This content originally appeared on DEV Community and was authored by Abhishek shah

What is Binary Search and why to use it?

Binary Search is a search algorithm. It is used to efficiently search for position of a particular number in a sorted array, character in an sorted String. It can also be used to search for first occurrences of a element or last occurrence. Most importantly it can only be used in case of sorted arrays or string.

Logic

In the start we calculate the middle position as

int s = 0, e = the length of array or string.
int mid = (s+e)/2;

Now after we have mid we have 3 case at hand.check if the element at the middle is greater or smaller than the element we are searching for (let say its X).

◆ ◆ ◆ ◆ ◆

[Given task a] Print the part of the records that opens with their first line and closes with the line containing "[771,217,802,296]", including both ends, without any changes.
The binary search text and the records are unrelated pieces of material.

◆ ◆ ◆ ◆ ◆

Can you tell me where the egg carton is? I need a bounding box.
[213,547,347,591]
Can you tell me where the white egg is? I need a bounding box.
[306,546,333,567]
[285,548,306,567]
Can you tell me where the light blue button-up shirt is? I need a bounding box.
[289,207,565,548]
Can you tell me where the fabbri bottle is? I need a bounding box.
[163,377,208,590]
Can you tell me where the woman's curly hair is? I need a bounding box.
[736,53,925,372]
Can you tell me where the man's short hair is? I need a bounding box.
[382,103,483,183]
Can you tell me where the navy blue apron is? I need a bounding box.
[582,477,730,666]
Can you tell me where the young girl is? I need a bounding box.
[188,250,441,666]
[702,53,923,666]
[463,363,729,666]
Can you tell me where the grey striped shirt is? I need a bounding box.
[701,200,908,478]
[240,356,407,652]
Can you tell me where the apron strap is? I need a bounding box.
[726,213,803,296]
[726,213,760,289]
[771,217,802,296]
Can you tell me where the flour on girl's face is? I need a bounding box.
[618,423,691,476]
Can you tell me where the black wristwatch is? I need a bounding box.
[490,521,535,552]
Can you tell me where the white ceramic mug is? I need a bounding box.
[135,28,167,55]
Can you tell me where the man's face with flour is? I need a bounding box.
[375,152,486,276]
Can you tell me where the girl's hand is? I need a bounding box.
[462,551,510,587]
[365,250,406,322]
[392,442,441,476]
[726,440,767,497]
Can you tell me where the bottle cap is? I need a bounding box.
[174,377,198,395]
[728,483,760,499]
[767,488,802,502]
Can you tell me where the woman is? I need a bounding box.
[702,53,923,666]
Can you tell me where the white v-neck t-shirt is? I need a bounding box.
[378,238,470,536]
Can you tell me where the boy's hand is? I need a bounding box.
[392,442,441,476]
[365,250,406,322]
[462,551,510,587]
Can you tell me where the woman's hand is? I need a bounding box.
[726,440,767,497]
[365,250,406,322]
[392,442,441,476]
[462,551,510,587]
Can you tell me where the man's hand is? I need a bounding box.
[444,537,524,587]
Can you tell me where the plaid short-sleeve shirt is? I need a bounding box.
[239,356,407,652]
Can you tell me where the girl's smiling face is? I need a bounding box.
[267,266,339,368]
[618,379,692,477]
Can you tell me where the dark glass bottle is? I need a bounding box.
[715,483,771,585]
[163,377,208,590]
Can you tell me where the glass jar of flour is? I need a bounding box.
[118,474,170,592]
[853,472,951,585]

◆ ◆ ◆ ◆ ◆

[Given task b] Continue the binary search text from the point where it stops.

[Answer a]
Can you tell me where the egg carton is? I need a bounding box.
[213,547,347,591]
Can you tell me where the white egg is? I need a bounding box.
[306,546,333,567]
[285,548,306,567]
Can you tell me where the light blue button-up shirt is? I need a bounding box.
[289,207,565,548]
Can you tell me where the fabbri bottle is? I need a bounding box.
[163,377,208,590]
Can you tell me where the woman's curly hair is? I need a bounding box.
[736,53,925,372]
Can you tell me where the man's short hair is? I need a bounding box.
[382,103,483,183]
Can you tell me where the navy blue apron is? I need a bounding box.
[582,477,730,666]
Can you tell me where the young girl is? I need a bounding box.
[188,250,441,666]
[702,53,923,666]
[463,363,729,666]
Can you tell me where the grey striped shirt is? I need a bounding box.
[701,200,908,478]
[240,356,407,652]
Can you tell me where the apron strap is? I need a bounding box.
[726,213,803,296]
[726,213,760,289]
[771,217,802,296]

[Answer b]
Case 1: arr[mid]>X

Then that means the element after the mid are also greater than X. So we can reduce the array in search from s to mid. So, we do e=mid-1;

Case 2: arr[mid]<X

Then that means the element before the mid are also smaller than X. So we can reduce the array in search from mid + 1 to e. So, we do s=mid+1;

Case 3: arr[mid]==X

When we finally got the position of X.

Here is a code to show how it

int binarySort(int arr[],int X){
  int arr=[1,2,3,4,5,6,7,8,9]; // A sorted Array of length n
  int s = 0,e = n-1;

  while(s<=e){
   int mid = (s+e)/2;
   if(arr[mid] > X) e = mid - 1;
   else if (arr[mid] < X) s = mid + 1;
   else return mid;
  }
  return -1;
}

To Find First Occurrence or Last Occurrence

When we find the position of X we have to new condition for First Occurrence and Last Occurrence.

First Occurrence:

Check if there is the same element present at mid - 1 position if yes then you would have to decrease the search space. in the case of First Occurrence or mid + 1 position in case of Last Occurrence

   else{
     if(arr[mid-1] != arr[mid] or mid == 0)
          return mid;
     else 
          e = mid - 1;

   }

Last Occurrence:

Check if there is the same element present at mid + 1 position if yes then you would have to decrease the search space
by making s = mid+1;

   else{
     if(arr[mid+1] != arr[mid] or mid == n-1)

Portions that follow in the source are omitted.